*SHORT EXERCISE A*.
How would you translate this sentence from the post on the maxProduct solution into Spanish: "My solution works and it is pretty simple."?

I did not use Heaps.
My solution works and it is pretty simple. I wrote 1 function and asked it to return the maxProduct. I broke things down into cases where maxProduct is calculated differently.

Because we can presume the numbers.length >= size,

1. When numbers.length = size, we multiply all numbers to get maxProduct.

2. Else is when numbers.length > size, there are 3 cases. To see these cases, I split numbers into 2 different arrays: negInts (negative integers) and nonNegInts (non-negative integers). Then, I sorted them into increasing order and decreasing order accordingly so that it’s easy to select the biggest and the smallest.

2.1. We have no negative integer.

2.2. We have only negative integer(s). This leads to 2 cases of whether size is even. If size is even, we get a positive maxProduct by multiplying the smallest negative integers. If else, size is odd, we get a negative maxProduct by multiplying the greatest negative integers.

2.3. We have both negative integer(s) and non-negative integer(s). At this point, I realize that the maxProduct must not be negative; therefore, the amount of negative integers to be used must only be 0 or even. Meaning, if i is the amount of negative integers, i must be from 0 and i += 2. From here, the amount of non-negative integers to be used is from subtracting i from size.

*DATA SHOWN*.
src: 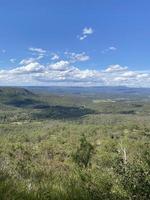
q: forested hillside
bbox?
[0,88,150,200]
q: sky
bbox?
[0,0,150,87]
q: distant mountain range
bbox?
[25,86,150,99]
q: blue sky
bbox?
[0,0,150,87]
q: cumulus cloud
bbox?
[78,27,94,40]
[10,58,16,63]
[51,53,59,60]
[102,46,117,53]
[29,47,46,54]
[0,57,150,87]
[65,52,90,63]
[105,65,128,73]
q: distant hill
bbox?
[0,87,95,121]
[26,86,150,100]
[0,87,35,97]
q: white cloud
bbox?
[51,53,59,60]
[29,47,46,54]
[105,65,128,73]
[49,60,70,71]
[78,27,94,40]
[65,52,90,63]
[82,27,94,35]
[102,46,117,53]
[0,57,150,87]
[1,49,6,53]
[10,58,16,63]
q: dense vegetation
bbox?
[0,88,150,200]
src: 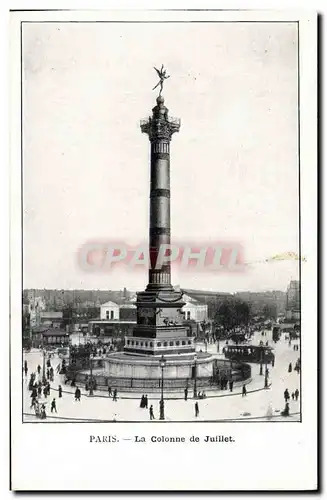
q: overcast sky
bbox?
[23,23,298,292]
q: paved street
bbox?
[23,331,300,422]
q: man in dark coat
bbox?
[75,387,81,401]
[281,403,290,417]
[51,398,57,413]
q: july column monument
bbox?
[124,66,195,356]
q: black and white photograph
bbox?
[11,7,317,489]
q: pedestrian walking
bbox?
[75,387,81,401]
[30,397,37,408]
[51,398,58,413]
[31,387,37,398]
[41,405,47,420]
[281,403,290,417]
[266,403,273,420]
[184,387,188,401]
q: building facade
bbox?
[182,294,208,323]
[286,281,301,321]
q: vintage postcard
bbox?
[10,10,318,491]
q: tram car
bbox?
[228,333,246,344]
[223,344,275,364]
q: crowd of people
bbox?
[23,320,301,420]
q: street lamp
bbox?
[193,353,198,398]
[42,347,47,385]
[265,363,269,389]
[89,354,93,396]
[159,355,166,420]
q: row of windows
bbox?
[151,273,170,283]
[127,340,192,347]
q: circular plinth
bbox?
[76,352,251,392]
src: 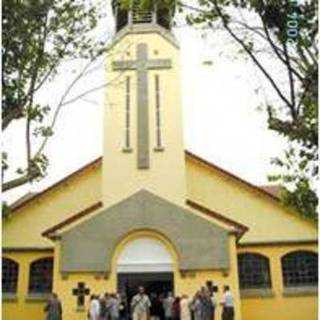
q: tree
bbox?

*SHORT EXERCISE B*.
Could you return the rows word for word, starting with the line with "q: man in dark coat" and going on through the last of the rows, and leave the pictures out of your answer?

*WRITTEN ANSWER A*.
Mi solución funciona y es bastante sencilla.

*WRITTEN ANSWER B*.
q: man in dark coat
bbox?
[75,387,81,401]
[281,403,290,417]
[51,398,57,413]
q: july column monument
bbox?
[124,66,195,356]
q: black and white photograph
bbox?
[11,7,317,489]
q: pedestrian walking
bbox?
[75,387,81,401]
[30,397,37,408]
[51,398,58,413]
[31,387,37,398]
[41,405,47,420]
[281,403,290,417]
[266,403,273,420]
[184,387,188,401]
q: building facade
bbox?
[182,294,208,323]
[286,281,301,321]
q: vintage postcard
bbox?
[10,10,318,491]
q: tram car
bbox?
[228,333,246,344]
[223,344,275,364]
q: crowd of people
bbox?
[23,320,301,420]
q: street lamp
bbox?
[193,353,198,398]
[42,347,47,385]
[265,363,269,389]
[89,354,93,396]
[159,355,166,420]
q: row of windows
bbox?
[151,273,170,283]
[127,340,192,347]
q: circular plinth
bbox?
[76,352,251,392]
src: 
q: tree
bbox?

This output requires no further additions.